### Exercise objective
Render the material from its start through the line containing "M 36 67 L 34", inclusive, as a two-column CSV with the columns request and answer. Give one row per item, with each field in quotation marks and its line breaks turned into spaces.

***** Data shown

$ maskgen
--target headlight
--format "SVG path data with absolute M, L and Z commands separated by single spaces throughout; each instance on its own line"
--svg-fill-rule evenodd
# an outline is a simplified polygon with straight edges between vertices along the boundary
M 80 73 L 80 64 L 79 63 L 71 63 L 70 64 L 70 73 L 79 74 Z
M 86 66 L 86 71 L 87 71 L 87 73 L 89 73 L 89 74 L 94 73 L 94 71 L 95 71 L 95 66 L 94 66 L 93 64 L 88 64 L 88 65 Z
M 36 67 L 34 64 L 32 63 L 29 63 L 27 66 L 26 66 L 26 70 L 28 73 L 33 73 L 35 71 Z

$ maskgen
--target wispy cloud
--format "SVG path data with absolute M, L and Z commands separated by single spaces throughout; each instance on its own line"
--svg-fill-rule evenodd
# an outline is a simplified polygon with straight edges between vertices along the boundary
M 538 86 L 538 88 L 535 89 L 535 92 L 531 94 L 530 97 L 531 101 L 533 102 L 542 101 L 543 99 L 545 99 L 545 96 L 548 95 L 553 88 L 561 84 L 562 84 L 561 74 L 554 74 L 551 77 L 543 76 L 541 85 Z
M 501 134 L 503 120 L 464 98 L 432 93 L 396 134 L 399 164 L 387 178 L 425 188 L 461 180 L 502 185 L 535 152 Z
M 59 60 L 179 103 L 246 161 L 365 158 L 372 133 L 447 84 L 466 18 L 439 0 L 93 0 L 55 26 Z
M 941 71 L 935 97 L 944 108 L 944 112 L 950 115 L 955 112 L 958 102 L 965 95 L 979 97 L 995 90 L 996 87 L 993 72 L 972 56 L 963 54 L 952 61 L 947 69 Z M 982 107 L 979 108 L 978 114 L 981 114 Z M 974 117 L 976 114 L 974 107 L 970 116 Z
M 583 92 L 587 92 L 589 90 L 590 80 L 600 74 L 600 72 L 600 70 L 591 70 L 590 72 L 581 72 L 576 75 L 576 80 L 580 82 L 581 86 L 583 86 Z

**********

### Full answer
request,answer
"$ maskgen --target headlight --format ""SVG path data with absolute M, L and Z commands separated by single spaces throughout; each instance on its own line"" --svg-fill-rule evenodd # an outline is a simplified polygon with straight edges between vertices along the boundary","M 80 73 L 80 64 L 79 63 L 71 63 L 70 64 L 70 73 L 79 74 Z M 86 66 L 86 71 L 87 71 L 87 73 L 89 73 L 89 74 L 94 73 L 94 71 L 95 71 L 95 66 L 94 66 L 93 64 L 88 64 L 88 65 Z M 36 67 L 34 64 L 32 63 L 29 63 L 27 66 L 26 66 L 26 70 L 28 73 L 33 73 L 35 71 Z"